Rewrite the entries from the line with "Point to every instance of the frog's" up to and including the line with "Target: frog's front leg", substituting "hind leg" for "front leg" and leaving everything else unchanged. Omit the pictures from your answer.
╭─ Information shown
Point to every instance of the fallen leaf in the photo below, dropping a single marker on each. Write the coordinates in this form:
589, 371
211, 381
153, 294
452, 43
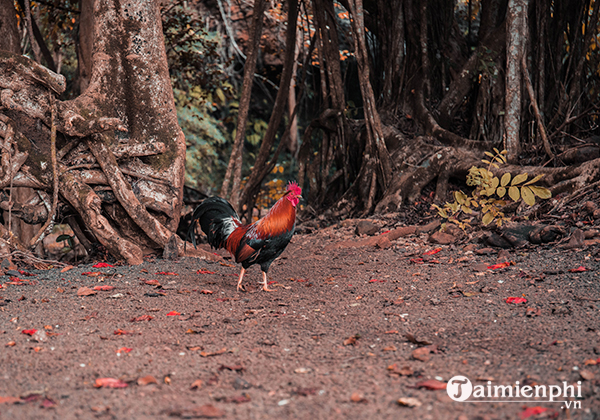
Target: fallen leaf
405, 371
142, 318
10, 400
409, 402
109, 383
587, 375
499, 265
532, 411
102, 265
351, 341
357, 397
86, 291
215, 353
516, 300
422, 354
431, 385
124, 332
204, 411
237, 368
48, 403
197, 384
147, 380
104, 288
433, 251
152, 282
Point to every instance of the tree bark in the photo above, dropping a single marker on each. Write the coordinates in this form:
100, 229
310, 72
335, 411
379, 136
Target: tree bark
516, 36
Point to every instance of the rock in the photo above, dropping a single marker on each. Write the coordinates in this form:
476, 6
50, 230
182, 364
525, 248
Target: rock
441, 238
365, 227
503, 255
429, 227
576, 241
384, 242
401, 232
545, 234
╰─
╭─ Information shown
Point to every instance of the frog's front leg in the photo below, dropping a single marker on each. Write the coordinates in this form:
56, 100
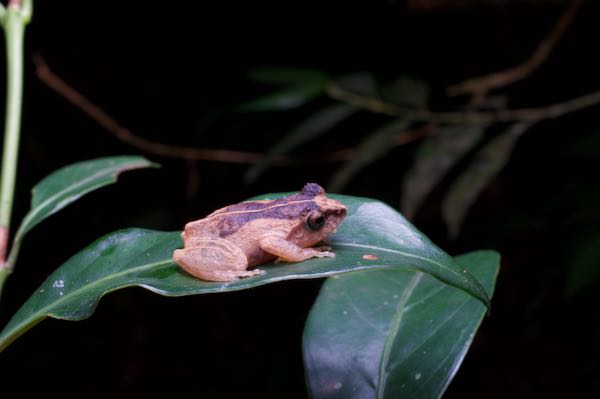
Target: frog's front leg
╰─
### Output
Point to every instance of the frog's hind leg in the photo below, dropping a single marker on each. Write the coordinates in this form:
56, 100
Target: frog's hind leg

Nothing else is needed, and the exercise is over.